• [CONSIGNES]:
1. D'après le texte sur la lignée du Wing Chun, de qui Chow Tze Chuen a-t-il appris directement ?
2. Mets à jour le passage du texte sur la lignée du Wing Chun qui va de « Avec du recul, ce » jusqu'à « donc de faire. » inclus, en remplaçant « élèves » par « disciples ».

• [TEXTE FOURNI]:
◇ ◇ ◇

En voilà un titre provocateur ! Oser dire que le grand maître aurait contribué à effacer cette spécificité du monde du Wing Chun… quelle drôle d’idée.

Lorsque j’ai commencé le Wing Chun, il y a plus de 30 ans maintenant, appartenir à la bonne lignée était important. Une lignée descendant de Yp Man à Hong Kong avait une plus grande notoriété qu’une autre lignée provenant d’un autre descendant de Chan Wah Sun venant de Chine populaire. Ainsi, tous les élèves voulant se mettre au Wing Chun cherchaient l’école d’une lignée bien particulière, ou tout au moins d’une lignée connue, c’était une question de crédibilité. Peu importe finalement l’enseignant ou l’enseignement, le choix se faisait sur un autre critère.

 

L’avantage de ce système, c’est qu’a priori les fondements de la lignée restent protégés puisqu’ils tournent en cercle fermé. Il faut savoir aussi qu’avant de pouvoir enseigner et se revendiquer de cette même lignée, il fallait recevoir l’aval du maître de l’école, qui ne vous donnait le précieux sésame qu’à certaines conditions. C’est ainsi que l’héritage s’est perpétué, en tout cas en apparence, car du fondateur d’une lignée à la 5 ème génération , il y a forcément du changement.

 

Avec du recul, ce que l’on comprend c’est que la lignée est plus une association d’idées venant de divers personnages. Par exemple dans ce que j’appelle ma lignée, il y a Chow Tze Chuen qui a appris directement de Yp Man. Bien que n’ayant bien sûr jamais rencontré celui-ci, les histoires racontées par Maitre Chow sur la façon dont Yp Man lui avait dit ceci ou cela, dont la façon que lui avait eu d’interpréter et de produire quelque chose sont autant de petites expériences indirectes qui se sont incrustées dans ma façon de pratiquer. Le plus drôle c’est que moi-même aujourd’hui j’aime à raconter ces histoires à mes élèves, comme si j’en avais été témoin. Bien sur mon interprétation est peut être, voire sûrement différente de celle de Chow, mais elle fait surtout perdurer une façon de penser et donc de faire.

◇ ◇ ◇

• [ÉLÉMENTS]:
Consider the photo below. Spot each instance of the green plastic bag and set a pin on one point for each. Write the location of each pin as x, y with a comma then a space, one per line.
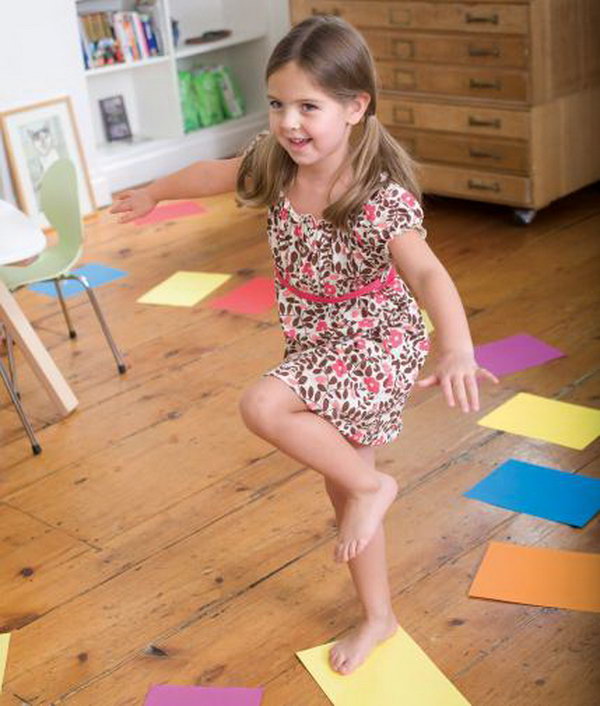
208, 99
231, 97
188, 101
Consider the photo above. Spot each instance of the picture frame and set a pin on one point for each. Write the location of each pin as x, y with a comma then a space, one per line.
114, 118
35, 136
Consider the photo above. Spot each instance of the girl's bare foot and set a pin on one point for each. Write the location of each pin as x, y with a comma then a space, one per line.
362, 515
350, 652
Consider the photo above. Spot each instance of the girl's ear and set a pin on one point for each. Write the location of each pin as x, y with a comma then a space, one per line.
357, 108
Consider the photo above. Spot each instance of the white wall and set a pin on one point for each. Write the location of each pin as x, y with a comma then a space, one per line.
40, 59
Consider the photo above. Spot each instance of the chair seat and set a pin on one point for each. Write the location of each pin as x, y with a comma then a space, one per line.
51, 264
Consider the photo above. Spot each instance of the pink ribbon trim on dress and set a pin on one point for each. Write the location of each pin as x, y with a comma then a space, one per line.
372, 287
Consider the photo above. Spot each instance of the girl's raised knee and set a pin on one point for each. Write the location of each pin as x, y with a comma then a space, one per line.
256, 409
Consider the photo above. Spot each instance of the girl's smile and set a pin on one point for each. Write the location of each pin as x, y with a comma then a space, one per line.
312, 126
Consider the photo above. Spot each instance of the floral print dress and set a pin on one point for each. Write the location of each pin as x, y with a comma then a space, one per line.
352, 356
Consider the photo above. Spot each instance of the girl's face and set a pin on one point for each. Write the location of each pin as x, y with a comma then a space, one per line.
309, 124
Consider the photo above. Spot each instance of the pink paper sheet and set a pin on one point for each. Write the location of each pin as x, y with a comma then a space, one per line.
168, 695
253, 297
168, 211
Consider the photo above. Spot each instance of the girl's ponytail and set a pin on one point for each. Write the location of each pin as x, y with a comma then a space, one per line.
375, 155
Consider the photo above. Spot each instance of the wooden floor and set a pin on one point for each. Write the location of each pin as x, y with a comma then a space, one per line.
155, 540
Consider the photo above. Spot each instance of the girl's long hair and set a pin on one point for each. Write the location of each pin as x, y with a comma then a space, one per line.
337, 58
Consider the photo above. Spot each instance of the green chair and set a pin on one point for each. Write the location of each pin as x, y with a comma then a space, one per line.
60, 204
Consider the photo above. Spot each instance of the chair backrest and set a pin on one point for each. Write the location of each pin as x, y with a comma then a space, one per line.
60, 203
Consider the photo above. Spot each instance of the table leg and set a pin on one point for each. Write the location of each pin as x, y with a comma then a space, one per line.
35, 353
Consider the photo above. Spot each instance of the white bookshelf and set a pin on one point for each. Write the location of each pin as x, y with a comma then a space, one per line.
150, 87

◇ ◇ ◇

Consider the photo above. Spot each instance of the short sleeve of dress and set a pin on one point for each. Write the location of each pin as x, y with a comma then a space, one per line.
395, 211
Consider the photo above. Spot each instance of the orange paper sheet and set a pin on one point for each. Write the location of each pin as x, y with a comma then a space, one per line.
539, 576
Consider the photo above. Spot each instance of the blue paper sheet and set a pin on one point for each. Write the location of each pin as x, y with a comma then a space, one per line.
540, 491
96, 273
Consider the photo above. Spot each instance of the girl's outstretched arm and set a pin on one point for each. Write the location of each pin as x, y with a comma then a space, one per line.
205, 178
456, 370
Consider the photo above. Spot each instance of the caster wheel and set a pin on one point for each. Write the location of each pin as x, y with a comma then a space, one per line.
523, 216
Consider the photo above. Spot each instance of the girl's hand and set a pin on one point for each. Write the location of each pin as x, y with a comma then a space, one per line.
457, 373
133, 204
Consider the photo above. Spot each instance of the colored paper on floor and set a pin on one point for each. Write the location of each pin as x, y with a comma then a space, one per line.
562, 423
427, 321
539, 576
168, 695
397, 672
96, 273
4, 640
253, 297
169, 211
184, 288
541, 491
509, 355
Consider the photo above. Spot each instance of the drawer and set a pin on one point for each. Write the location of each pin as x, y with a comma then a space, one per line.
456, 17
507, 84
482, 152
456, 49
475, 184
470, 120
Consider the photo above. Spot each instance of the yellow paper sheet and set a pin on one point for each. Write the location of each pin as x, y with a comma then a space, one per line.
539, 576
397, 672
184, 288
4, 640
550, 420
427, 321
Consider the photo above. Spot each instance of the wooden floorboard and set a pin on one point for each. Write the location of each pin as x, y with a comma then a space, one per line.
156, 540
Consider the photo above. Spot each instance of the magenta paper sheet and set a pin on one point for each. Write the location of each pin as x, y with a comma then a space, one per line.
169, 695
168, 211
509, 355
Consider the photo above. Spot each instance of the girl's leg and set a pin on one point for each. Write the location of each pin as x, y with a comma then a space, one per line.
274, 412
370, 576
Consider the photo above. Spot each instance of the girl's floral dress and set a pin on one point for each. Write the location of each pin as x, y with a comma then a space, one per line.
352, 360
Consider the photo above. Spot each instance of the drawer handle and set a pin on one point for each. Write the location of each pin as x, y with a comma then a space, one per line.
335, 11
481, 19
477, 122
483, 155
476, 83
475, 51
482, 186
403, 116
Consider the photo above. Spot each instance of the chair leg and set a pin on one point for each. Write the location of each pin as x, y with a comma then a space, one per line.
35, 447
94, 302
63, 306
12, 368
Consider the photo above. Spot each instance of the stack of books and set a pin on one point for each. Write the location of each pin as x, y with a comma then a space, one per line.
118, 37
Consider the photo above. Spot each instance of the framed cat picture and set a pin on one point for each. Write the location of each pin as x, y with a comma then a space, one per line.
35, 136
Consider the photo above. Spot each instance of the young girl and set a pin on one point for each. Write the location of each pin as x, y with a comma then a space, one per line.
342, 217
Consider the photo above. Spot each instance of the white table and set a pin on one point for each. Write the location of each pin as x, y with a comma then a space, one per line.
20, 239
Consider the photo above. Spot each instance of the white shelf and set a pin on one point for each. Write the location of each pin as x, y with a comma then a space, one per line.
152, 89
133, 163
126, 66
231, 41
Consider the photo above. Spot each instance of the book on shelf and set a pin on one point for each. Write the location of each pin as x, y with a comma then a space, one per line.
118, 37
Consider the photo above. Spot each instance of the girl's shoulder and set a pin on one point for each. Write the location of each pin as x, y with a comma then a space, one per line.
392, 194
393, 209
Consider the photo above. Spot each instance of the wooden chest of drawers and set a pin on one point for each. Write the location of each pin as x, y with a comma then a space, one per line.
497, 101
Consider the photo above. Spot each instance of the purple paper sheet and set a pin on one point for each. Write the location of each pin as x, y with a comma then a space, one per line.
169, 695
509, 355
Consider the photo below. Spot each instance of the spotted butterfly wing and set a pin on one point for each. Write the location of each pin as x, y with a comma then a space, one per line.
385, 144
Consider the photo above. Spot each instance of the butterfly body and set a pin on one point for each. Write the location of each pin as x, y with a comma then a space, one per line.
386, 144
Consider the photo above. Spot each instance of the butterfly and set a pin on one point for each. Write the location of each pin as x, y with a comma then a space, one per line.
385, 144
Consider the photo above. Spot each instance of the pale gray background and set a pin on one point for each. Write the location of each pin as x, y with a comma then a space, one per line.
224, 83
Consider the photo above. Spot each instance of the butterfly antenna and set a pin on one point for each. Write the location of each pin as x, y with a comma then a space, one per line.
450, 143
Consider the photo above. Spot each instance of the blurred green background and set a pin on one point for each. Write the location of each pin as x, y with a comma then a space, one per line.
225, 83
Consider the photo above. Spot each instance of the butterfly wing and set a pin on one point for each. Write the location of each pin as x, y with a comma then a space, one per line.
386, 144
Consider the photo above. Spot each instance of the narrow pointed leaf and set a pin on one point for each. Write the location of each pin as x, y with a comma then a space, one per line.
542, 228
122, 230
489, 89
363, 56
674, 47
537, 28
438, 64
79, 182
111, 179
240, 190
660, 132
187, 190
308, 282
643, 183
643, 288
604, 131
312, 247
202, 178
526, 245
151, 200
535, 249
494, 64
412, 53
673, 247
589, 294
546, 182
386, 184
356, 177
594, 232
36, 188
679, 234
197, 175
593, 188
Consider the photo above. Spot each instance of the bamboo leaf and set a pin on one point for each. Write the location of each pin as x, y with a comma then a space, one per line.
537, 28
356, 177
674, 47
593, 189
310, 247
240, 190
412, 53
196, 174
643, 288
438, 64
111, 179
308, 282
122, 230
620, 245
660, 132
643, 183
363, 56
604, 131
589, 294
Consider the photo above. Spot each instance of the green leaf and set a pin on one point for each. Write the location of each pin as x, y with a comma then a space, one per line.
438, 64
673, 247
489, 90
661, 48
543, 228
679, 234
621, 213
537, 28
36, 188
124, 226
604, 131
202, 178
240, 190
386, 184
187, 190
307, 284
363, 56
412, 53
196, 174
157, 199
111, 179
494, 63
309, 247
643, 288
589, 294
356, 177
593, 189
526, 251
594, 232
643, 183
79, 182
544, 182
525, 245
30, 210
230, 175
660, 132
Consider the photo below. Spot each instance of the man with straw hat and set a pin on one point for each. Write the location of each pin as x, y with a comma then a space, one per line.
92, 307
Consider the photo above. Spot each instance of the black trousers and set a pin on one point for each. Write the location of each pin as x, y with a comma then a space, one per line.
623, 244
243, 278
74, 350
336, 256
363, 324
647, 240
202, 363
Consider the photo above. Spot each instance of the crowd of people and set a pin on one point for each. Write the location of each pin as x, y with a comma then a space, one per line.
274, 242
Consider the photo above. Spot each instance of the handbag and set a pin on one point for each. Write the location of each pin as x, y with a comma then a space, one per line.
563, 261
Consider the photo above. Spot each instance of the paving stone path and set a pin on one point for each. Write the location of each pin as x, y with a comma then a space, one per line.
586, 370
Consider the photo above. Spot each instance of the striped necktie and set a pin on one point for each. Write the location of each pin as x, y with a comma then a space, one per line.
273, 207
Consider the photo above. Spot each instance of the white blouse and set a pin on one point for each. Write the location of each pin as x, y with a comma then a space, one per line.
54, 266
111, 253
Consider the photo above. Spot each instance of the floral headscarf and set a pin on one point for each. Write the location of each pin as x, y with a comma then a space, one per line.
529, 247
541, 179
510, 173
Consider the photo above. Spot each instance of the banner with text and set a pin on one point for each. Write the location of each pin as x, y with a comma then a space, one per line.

◇ ◇ ◇

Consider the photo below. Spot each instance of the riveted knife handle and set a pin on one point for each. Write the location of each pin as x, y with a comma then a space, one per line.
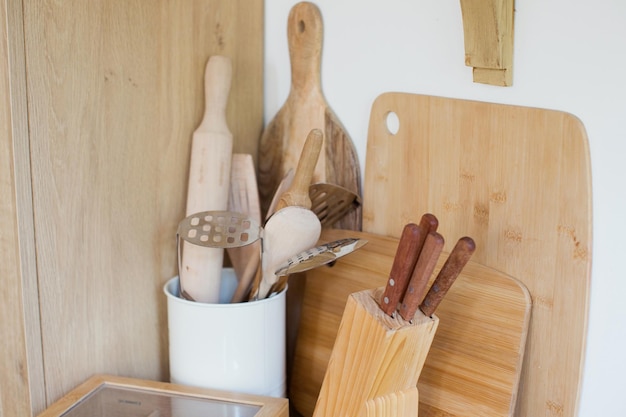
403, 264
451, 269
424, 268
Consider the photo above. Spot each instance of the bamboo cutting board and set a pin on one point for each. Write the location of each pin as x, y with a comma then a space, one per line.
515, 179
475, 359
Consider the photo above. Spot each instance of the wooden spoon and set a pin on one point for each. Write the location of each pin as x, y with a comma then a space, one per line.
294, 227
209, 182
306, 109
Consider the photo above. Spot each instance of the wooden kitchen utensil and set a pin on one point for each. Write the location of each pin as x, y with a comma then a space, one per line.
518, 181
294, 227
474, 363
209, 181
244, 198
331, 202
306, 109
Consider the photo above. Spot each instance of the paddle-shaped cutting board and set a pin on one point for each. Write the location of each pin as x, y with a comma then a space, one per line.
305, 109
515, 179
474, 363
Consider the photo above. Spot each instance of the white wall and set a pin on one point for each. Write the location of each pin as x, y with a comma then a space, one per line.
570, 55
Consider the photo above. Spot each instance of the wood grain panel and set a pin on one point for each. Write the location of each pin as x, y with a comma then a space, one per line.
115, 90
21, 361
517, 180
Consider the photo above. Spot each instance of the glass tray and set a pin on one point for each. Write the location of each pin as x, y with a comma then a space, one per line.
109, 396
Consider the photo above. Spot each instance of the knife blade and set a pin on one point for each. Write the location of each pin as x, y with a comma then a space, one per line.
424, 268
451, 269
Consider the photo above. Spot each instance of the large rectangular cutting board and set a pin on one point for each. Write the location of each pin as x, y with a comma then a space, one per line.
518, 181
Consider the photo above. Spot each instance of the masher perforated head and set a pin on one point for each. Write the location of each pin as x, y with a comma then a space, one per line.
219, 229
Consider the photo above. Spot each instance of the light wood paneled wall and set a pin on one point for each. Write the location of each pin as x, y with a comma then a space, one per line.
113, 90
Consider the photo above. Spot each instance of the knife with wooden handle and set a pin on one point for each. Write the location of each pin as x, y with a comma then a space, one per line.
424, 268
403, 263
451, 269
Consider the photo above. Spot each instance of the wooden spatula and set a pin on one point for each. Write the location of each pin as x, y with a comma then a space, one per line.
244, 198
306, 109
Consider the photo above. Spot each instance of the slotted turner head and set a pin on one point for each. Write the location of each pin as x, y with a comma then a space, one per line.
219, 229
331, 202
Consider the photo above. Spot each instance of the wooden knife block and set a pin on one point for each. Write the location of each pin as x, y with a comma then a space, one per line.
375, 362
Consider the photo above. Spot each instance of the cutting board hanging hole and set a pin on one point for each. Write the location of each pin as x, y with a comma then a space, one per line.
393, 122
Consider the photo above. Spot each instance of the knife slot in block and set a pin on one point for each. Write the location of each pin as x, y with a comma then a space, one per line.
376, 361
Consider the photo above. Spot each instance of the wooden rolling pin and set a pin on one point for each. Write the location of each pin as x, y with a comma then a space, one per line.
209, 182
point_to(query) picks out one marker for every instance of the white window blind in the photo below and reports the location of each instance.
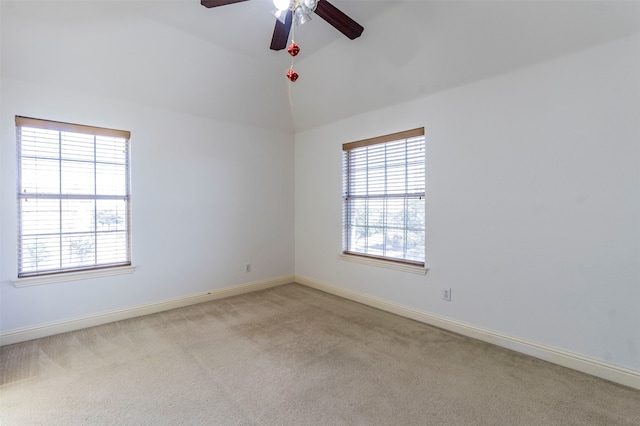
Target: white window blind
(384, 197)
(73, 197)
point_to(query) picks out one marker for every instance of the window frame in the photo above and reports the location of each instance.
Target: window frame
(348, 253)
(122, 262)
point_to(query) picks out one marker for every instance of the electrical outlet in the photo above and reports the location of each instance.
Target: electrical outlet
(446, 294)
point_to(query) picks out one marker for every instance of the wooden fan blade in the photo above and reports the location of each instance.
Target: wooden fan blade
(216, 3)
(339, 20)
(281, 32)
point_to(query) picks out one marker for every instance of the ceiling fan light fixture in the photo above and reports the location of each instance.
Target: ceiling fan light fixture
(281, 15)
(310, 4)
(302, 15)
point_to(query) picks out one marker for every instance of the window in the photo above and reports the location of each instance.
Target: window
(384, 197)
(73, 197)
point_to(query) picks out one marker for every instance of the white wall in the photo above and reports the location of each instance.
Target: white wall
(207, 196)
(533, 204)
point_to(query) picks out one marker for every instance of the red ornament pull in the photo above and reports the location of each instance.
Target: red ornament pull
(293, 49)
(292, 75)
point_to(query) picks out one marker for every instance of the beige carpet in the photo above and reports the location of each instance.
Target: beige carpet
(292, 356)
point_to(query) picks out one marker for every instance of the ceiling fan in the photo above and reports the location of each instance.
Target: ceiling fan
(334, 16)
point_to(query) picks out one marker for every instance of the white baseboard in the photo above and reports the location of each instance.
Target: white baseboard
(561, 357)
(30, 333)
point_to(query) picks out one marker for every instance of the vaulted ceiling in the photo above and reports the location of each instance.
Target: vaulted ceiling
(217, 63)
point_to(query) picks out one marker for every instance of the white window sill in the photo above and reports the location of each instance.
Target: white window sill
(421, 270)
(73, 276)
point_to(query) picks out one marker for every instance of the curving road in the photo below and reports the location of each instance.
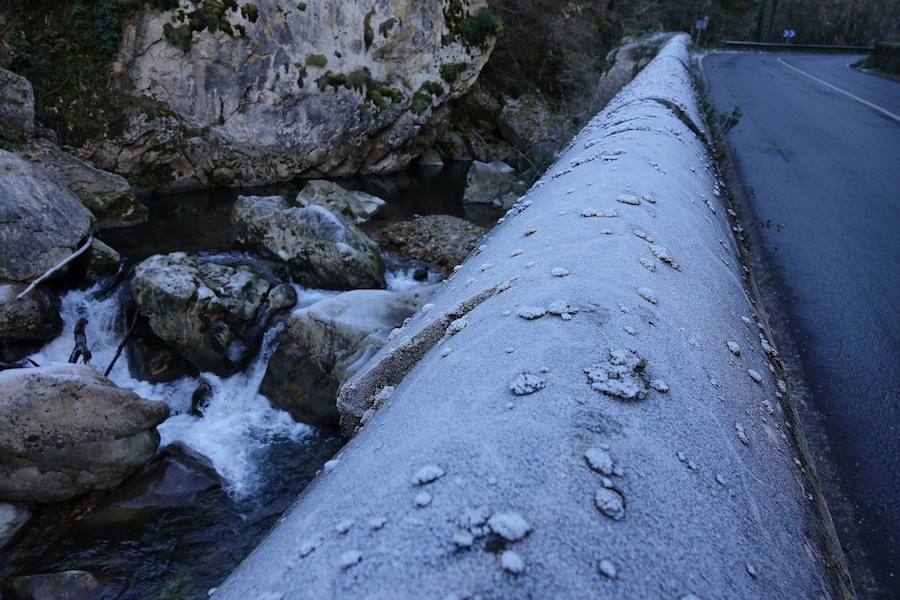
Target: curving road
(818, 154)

◇ ◇ ◇

• [RÉPONSES]:
1. De Yp Man.

2.
Avec du recul, ce que l’on comprend c’est que la lignée est plus une association d’idées venant de divers personnages. Par exemple dans ce que j’appelle ma lignée, il y a Chow Tze Chuen qui a appris directement de Yp Man. Bien que n’ayant bien sûr jamais rencontré celui-ci, les histoires racontées par Maitre Chow sur la façon dont Yp Man lui avait dit ceci ou cela, dont la façon que lui avait eu d’interpréter et de produire quelque chose sont autant de petites expériences indirectes qui se sont incrustées dans ma façon de pratiquer. Le plus drôle c’est que moi-même aujourd’hui j’aime à raconter ces histoires à mes disciples, comme si j’en avais été témoin. Bien sur mon interprétation est peut être, voire sûrement différente de celle de Chow, mais elle fait surtout perdurer une façon de penser et donc de faire.